## Given task:
Convert the records below into a two-column CSV with a header row naming the columns input and output, giving one row per record. Put each record's text under input and its answer under output, enclosing every field in double quotes and replacing line breaks with spaces.

## Records shown:
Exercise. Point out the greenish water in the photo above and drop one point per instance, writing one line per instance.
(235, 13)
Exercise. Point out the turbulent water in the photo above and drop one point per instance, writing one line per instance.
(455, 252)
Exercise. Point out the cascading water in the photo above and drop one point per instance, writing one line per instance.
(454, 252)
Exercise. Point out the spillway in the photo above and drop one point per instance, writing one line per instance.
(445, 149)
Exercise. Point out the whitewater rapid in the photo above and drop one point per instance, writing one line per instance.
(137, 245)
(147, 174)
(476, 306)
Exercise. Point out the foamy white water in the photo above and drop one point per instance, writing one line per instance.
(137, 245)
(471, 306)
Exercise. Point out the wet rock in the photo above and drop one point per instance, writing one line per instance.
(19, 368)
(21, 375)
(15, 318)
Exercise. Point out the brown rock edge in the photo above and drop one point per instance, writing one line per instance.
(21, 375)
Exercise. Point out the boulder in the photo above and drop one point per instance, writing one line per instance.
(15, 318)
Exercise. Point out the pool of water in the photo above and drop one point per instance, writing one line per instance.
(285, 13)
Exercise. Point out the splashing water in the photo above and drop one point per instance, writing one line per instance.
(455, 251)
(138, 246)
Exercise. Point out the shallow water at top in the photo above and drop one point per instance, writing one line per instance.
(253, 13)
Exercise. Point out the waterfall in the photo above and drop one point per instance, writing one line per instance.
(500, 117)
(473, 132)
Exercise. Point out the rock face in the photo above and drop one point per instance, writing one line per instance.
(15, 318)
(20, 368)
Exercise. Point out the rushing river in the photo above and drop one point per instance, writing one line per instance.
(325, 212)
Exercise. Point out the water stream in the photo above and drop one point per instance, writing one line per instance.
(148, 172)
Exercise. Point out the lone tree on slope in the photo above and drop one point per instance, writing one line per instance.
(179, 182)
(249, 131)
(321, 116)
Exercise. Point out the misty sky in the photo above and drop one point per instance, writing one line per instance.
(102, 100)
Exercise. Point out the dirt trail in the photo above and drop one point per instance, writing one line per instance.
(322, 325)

## Answer to this task:
input,output
"Exercise. Point out the greenish water in the photo above and drop one point per instance, writing one line per instance.","(235, 13)"
"Exercise. Point out the turbulent water in the photo above and drop one point per instance, writing one line per instance.","(455, 252)"
"Exercise. Point out the cascading water in the photo above and drop one point per instance, writing one line per instance.","(454, 252)"
"Exercise. Point out the spillway in the photo above and drop one point per instance, writing one line per instance.","(445, 149)"
"Exercise. Point out the whitewater rapid in the photo above and drop one point per instance, writing one line per instance.","(137, 245) (147, 174) (476, 306)"
"Exercise. Point out the foamy white water in the photo above and drop one point per instance, writing one line per instance.","(137, 245) (471, 306)"
"Exercise. Point out the wet rock in the photo above and drop one point per instance, writing one line per instance.","(19, 368) (21, 375) (15, 318)"
"Exercise. Point out the brown rock edge in the photo above and drop one point per instance, writing one line per instance.","(21, 375)"
"Exercise. Point out the boulder in the photo above and drop one point per instance, writing one line per instance.","(15, 318)"
"Exercise. Point out the pool of water in the photo above and drop one point per instance, writing one line per instance.","(285, 13)"
"Exercise. Point out the splashing water in the photo above and drop one point per instance, writing one line per instance.","(455, 251) (138, 246)"
"Exercise. Point out the shallow water at top in the photo above and drop one point per instance, writing one line per instance.","(253, 13)"
"Exercise. Point out the waterfall in the photo above and drop one point per instance, writing one line per instance.","(500, 117) (473, 132)"
"Exercise. Point out the rock face in the photo above and drop one point per instance, writing one line per instance.","(15, 318) (20, 368)"
"Exercise. Point out the rushing river in the photo above and drop one point per instance, writing one line per instance.","(325, 212)"
"Exercise. Point out the water stream in the photo above and drop one point per instance, writing one line per instance.","(148, 172)"
"Exercise. Point out the lone tree on slope in the photo above and drop one point per instance, writing one line per instance.","(179, 182) (249, 131) (321, 116)"
"Exercise. Point out the misty sky in the photo above and drop one point per instance, writing one line per instance.","(102, 100)"
"Exercise. Point out the dirt trail in the photo above and drop one point per instance, writing one line per instance.","(322, 325)"